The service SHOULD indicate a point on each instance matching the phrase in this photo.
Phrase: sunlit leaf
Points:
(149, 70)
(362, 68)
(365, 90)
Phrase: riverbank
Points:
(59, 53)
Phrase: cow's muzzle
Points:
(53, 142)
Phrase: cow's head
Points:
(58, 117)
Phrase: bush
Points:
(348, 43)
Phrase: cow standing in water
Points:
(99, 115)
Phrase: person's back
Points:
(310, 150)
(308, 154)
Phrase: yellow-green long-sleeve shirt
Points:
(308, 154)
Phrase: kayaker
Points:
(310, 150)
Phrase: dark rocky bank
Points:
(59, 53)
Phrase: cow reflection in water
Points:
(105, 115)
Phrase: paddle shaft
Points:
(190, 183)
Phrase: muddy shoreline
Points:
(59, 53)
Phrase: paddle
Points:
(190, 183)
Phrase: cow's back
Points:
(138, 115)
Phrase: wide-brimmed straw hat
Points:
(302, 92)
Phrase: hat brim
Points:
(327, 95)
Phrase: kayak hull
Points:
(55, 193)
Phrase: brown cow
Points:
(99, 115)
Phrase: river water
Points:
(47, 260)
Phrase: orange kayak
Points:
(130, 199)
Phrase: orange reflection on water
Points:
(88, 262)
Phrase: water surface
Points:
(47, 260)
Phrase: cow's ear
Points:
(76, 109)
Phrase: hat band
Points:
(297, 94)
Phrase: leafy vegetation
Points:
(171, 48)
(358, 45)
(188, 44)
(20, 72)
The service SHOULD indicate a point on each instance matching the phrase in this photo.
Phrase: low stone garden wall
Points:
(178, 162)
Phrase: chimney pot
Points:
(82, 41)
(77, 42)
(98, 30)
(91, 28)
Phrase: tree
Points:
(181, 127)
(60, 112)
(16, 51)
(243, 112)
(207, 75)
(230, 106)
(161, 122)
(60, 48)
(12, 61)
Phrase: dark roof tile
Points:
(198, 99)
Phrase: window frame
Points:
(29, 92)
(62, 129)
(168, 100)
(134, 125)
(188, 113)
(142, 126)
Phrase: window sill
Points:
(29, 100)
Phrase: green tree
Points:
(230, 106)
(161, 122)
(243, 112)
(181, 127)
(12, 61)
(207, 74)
- - -
*Work order*: Every line that holds the word "orange" should be copied from the records above.

*Solution to the problem*:
Phrase: orange kayak
Phrase: orange reflection on water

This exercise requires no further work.